Let's now pick a museum collection from MuIS and try several operations:
* loading all items from collection
* making a word cloud out of item titles
* making a word cloud for a specific item - in item's shape
* exporting collection to Excel

In [None]:
#running first script in Python
print('Hello World! | Tere Maailm!')

**Block 1**: installing relevant libraries for textual and graphic manipulations

In [None]:
#RDF scripts are taken from rdflib tutorial:
#https://rdflib.readthedocs.io/en/stable/gettingstarted.html#a-more-extensive-example
#-------------------------------
#RDF manipulations
%pip install rdflib
#-------------------------------
#plotting
import matplotlib.pyplot as plt
#manipulations with dataframes
import pandas as pd
#URL requests loading
import urllib.request
#multidimensional arrays
import numpy as np
#image manipulation
import cv2
#---------------------------
#workaround to show opencv images in Colab
from google.colab.patches import cv2_imshow
#RDF manipulations - graphics
from rdflib import Graph
#visualizing word cloud
from wordcloud import WordCloud
#downloading files from Colab
from google.colab import files

**Block 2**: Displaying details of MuIS item in RDF
<br>  <font color='orange'>CHANGE:</font> Try changing URL to any other item from MUiS - there's a *püsiviide/permalink* for each item in the interface
https://www.muis.ee/museaalview/1887998 -> https://opendata.muis.ee/object/1887998

In [None]:
# Create a Graph
g = Graph()

______

== SHORT PROBLEM 1 ==
Which operations does the MuIS notebook excerpt say will be tried on a museum collection?
== SHORT PROBLEM 2 ==
Continue the MuIS notebook excerpt from its last line of code.

== Entries outlining labeled areas ==
______

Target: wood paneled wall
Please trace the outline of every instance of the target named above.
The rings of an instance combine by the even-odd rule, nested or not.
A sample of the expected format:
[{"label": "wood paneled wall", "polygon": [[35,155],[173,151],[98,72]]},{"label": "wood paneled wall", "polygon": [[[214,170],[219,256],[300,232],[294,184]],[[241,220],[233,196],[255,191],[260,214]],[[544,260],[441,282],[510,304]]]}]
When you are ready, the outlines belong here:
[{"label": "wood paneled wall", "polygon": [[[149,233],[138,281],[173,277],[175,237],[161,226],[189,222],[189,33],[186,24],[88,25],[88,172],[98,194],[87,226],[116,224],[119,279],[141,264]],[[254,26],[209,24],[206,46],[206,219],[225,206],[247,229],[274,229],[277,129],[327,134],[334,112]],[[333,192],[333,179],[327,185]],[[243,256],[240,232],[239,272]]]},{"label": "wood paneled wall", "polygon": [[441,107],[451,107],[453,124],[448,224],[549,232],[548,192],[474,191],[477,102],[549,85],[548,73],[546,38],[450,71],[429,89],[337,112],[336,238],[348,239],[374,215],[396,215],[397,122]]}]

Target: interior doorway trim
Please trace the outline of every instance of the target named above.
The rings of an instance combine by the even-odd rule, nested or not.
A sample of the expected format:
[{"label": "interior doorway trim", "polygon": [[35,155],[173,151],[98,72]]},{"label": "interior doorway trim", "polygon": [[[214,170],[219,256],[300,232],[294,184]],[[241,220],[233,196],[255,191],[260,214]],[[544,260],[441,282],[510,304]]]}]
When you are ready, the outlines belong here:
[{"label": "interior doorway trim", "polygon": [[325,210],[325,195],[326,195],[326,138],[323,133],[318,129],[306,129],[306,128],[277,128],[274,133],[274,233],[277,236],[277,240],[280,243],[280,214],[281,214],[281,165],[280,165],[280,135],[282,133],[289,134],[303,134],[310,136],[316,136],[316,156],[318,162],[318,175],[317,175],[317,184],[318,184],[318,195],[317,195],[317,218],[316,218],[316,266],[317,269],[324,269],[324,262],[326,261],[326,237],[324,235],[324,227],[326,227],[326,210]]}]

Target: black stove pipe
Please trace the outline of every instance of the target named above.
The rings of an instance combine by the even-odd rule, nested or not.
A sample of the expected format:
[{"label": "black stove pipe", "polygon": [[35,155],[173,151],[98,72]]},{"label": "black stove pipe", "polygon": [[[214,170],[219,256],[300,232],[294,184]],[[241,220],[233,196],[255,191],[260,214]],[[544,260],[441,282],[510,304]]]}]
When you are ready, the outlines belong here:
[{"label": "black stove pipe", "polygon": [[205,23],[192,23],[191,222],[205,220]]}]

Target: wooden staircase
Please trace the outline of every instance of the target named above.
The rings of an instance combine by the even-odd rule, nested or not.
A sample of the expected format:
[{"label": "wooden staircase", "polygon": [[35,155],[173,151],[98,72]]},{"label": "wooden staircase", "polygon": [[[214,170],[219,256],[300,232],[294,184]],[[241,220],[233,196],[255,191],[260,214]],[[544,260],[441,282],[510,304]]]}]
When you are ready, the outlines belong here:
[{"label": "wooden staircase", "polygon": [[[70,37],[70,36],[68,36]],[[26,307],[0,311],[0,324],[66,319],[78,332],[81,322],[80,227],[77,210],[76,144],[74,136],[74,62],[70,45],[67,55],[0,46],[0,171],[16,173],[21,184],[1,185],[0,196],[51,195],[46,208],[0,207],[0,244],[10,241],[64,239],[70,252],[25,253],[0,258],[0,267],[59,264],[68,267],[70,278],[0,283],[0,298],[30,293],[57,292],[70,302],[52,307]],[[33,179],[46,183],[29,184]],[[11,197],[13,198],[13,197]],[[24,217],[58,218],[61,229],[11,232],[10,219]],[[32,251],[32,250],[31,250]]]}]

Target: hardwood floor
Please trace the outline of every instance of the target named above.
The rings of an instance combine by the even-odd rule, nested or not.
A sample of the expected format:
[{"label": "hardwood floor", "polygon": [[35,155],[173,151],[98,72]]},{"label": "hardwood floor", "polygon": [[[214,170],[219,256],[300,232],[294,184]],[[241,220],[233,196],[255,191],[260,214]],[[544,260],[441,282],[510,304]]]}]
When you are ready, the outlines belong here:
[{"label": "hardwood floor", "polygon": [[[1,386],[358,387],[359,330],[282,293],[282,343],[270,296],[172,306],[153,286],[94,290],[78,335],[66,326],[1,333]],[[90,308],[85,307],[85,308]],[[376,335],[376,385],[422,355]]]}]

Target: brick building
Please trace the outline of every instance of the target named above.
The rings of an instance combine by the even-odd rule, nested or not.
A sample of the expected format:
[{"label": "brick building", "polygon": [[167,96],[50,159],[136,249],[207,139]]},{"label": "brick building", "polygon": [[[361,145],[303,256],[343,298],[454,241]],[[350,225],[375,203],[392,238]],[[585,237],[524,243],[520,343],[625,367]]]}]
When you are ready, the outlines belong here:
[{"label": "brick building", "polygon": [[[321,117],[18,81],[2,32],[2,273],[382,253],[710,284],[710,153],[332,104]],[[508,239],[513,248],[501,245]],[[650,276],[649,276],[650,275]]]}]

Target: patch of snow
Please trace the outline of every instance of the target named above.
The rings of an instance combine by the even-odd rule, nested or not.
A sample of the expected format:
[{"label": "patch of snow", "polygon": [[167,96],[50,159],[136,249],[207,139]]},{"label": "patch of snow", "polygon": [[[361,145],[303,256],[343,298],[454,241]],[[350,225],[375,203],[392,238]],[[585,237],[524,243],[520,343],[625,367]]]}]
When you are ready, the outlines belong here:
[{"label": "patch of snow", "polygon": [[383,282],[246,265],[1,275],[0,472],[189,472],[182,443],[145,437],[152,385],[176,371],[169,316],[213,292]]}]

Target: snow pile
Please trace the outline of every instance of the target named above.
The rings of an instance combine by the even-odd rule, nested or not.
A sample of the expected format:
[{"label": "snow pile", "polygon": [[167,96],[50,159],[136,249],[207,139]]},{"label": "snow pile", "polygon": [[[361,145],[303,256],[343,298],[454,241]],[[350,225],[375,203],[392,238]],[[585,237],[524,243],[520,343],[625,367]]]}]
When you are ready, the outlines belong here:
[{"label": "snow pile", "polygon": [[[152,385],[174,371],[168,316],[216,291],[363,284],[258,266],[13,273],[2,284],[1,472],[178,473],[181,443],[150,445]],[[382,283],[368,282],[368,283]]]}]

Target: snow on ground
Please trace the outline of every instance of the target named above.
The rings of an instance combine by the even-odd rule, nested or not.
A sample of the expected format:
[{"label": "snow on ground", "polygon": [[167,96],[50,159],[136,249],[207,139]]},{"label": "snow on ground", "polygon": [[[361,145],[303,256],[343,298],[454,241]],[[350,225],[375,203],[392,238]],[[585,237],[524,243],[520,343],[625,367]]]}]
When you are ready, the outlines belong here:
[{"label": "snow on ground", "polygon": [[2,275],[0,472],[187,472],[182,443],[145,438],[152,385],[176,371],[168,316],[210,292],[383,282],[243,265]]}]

______

== RESPONSE 1 ==
- Loading all items from the collection
- Making a word cloud out of item titles
- Making a word cloud for a specific item, in the item's shape
- Exporting the collection to Excel

== RESPONSE 2 ==
#this item could be viewed from MuIS UI via: https://www.muis.ee/museaalview/3761070
# Parse in an RDF file hosted on the Internet
g.parse("https://opendata.muis.ee/object/513842")         #<---CHANGE: URL could be changed to any item from MuIS
#displaying RDF contents - details about specific item
for s, p, o in g:
    print(s, '|', p, '|', o)


print('-------------------------------')
print('-------------------------------')
print('-------------------------------')


from rdflib import Dataset
from rdflib.namespace import RDF

g = Dataset()
g.parse("https://opendata.muis.ee/object/513842")

for q in g.quads((None, g, g, None)):
    print(q)

🏛🏛🏛🏛🏛🏛🏛🏛🏛🏛🏛🏛🏛🏛🏛🏛🏛🏛🏛🏛🏛🏛🏛🏛🏛🏛
<br>
**Dataset**: bricks collection (Muuseumikogu: tellised) from Tallinna Linnamuuseum
<br>
https://www.muis.ee/catalogue:kogu/93619-849
<br>
🏛🏛🏛🏛🏛🏛🏛🏛🏛🏛🏛🏛🏛🏛🏛🏛🏛🏛🏛🏛🏛🏛🏛🏛🏛🏛

**Block 3**: Loading all items from collection into a list
<br>  <font color='orange'>CHANGE:</font> Try changing URL to a different MuIS collection

In [None]:
g = Graph()
g1 = Graph()
collectionitemslist = []

# Parse in an RDF file
g.parse("http://www.muis.ee/rdf/collection/849")    #<---CHANGE: could be changed to any collection from MuIS
g1.parse("http://www.muis.ee/rdf/collection/837")    #<---CHANGE: could be changed to any collection from MuIS
#----------------------------------------------------------
#http://www.muis.ee/rdf/collection/837  #Tallinn city museum - textile collection/tekstiil
#http://www.muis.ee/rdf/collection/849  #Tallinn city museum - bricks collection/tellised
#http://www.muis.ee/rdf/collection/1288 #ERM - collection of postcards/postkaardikogu
#-----------------------------------------------------------

#loop through RDF triples
for s, p, o in g:
    if "P46_is_composed_of" in p: collectionitemslist.append(o)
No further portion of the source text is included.